Object location annotation data:

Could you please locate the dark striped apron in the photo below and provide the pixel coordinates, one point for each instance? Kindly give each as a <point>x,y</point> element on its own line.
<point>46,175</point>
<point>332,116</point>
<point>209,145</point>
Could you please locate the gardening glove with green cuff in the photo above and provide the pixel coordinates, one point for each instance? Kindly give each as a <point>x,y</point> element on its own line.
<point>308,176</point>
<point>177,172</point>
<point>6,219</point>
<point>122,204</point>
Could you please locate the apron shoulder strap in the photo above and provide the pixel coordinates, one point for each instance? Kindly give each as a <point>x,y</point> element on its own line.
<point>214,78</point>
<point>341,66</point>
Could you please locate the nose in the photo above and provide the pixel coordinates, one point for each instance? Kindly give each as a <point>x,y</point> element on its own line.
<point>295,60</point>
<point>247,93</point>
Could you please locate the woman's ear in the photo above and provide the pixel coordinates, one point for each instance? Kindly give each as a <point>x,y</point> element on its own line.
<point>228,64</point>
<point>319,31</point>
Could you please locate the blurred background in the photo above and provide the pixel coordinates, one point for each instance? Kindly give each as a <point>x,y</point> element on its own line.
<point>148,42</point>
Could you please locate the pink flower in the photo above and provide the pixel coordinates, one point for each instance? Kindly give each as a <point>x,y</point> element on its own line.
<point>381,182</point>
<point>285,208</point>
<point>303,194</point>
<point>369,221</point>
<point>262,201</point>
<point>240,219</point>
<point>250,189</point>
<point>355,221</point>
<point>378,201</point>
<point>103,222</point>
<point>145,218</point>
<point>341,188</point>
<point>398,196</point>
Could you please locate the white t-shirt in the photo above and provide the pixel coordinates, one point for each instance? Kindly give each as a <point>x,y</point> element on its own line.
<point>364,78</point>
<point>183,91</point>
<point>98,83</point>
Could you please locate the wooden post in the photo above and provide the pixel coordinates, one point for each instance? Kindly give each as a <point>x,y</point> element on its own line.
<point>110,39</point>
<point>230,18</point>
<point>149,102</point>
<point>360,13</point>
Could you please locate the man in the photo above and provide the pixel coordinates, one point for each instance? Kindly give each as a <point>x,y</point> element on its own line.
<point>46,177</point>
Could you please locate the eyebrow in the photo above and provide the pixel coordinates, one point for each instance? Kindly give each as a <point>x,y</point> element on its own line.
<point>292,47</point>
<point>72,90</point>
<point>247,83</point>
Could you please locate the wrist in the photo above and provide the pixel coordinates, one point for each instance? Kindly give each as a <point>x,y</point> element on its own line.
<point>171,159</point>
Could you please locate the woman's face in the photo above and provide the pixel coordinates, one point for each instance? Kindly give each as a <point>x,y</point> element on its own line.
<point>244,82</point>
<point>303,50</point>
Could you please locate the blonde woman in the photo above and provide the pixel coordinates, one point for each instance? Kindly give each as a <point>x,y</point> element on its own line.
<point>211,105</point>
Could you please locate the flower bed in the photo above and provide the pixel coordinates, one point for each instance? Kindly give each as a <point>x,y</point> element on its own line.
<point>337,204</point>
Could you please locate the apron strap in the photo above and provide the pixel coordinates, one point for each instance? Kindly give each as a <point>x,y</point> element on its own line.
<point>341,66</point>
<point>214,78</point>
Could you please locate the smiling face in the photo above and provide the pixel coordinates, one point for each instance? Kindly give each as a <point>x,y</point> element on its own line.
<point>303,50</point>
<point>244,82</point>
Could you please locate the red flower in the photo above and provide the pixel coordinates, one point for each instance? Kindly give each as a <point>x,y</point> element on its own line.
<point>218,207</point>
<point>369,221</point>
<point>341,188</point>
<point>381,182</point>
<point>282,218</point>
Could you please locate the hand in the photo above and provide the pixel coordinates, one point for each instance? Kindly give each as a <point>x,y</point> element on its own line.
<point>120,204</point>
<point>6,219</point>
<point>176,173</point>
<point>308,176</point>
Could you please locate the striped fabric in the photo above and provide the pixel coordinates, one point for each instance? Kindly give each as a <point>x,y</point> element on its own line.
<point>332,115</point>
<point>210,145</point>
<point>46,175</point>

# TASK DETAILS:
Replace every "instance" in the material above with "occurrence", and reproduce all other wording and lines unchanged.

# RESULT OF THIS TASK:
Could you please locate the dark striped apron in the photo below and provide the pixel coordinates, one point for each occurrence? Kindly give each as a <point>x,y</point> element on its own line.
<point>46,175</point>
<point>332,116</point>
<point>209,145</point>
Could you please locate the gardening glove with green cuff in the photo above and provide the pixel coordinates, one point for each occurrence? Kindly give each as a <point>x,y</point> element on its own line.
<point>308,176</point>
<point>177,172</point>
<point>6,219</point>
<point>122,204</point>
Could you please locate the apron shoulder strap in the photo above and provide the pixel coordinates, one point for each occurrence? Kindly give each as a <point>x,y</point> element on its own line.
<point>214,78</point>
<point>341,66</point>
Could you please locate the nose in the photo above and provide the pixel coordinates, one point for each occurrence? Kindly give each as a <point>x,y</point> element on its own line.
<point>295,60</point>
<point>247,93</point>
Could you please locate the woman's ear in the photo above and provide the pixel coordinates, one point for each occurrence? Kindly give each as a <point>x,y</point> element on its own line.
<point>228,64</point>
<point>319,31</point>
Could you please locate the blurred background in the photo above and provide the pixel coordinates, one point for each occurrence? Kindly give each as a <point>x,y</point> element on its own line.
<point>148,42</point>
Could you please locate the pink flower in the photo above and provide the pixel coordinates, one point for each occurrence? Kindly give each as a <point>x,y</point> element on its own line.
<point>381,182</point>
<point>285,208</point>
<point>303,194</point>
<point>369,221</point>
<point>262,201</point>
<point>240,219</point>
<point>250,189</point>
<point>355,221</point>
<point>378,201</point>
<point>103,222</point>
<point>145,218</point>
<point>341,188</point>
<point>398,196</point>
Could you please locate the white t-shirt in the photo above and provide the pixel coordinates, one point for each occurrence? Kindly give each as a <point>x,y</point> element on its own line.
<point>364,78</point>
<point>183,91</point>
<point>98,83</point>
Could you please locate the wooden post in the photo above and provide the pixel coordinates, one point for each occurrence? Kindly give each as a <point>x,y</point> element on its own line.
<point>110,39</point>
<point>230,18</point>
<point>149,102</point>
<point>360,13</point>
Could you please locate the man in the photo above and provide the pixel coordinates, one point for each occurrence? Kindly give each as a <point>x,y</point> element on its own line.
<point>46,177</point>
Could you please locate the eyebrow in the photo above and provide the pixel coordinates, one point for each occurrence? Kindly give each as a <point>x,y</point> element on its own line.
<point>292,47</point>
<point>72,90</point>
<point>247,83</point>
Could you please locate the wrist in the photo above and provide the pixel coordinates, one point for each occurrence? Kindly give each as a <point>x,y</point> element on its own line.
<point>171,159</point>
Could you please locate the woman's face in the photo above and provide the pixel coordinates, one point for each occurrence? Kindly give each as a <point>x,y</point> element on its own line.
<point>244,82</point>
<point>303,50</point>
Could you please locate the blonde woman in the photo above and provide the pixel coordinates, one point for each occurrence? Kindly give each as a <point>x,y</point> element on its own line.
<point>211,105</point>
Could you please locate the flower bed in the photo above and provide the pixel coordinates, one point for each occurrence? Kindly give each as a <point>x,y</point> element on its own line.
<point>337,204</point>
Could you please locate the apron strap in the photo above and provide the pixel coordinates, one point for each occurrence? Kindly give each as a <point>x,y</point> element on its own line.
<point>341,66</point>
<point>214,78</point>
Could you please locate the smiling face in the photo above and provide the pixel coordinates, one point for each occurrence? Kindly give each as a <point>x,y</point> element on its own line.
<point>303,50</point>
<point>244,82</point>
Could you please locate the red flower in the photo above and provide the pixel coordinates, one point for each occurrence? Kindly give each as a <point>x,y</point> element on its own line.
<point>218,207</point>
<point>369,221</point>
<point>341,188</point>
<point>381,182</point>
<point>282,218</point>
Could you please locate the hand in the photo above and provide the pixel coordinates, one point for each occurrence? Kindly give each as a <point>x,y</point> element on its own line.
<point>120,204</point>
<point>6,219</point>
<point>176,173</point>
<point>308,176</point>
Could you please locate the striped fabric in the photo above and provide the pixel coordinates, one point for each occurrence? Kindly give each as a <point>x,y</point> element on its own line.
<point>332,115</point>
<point>210,145</point>
<point>46,175</point>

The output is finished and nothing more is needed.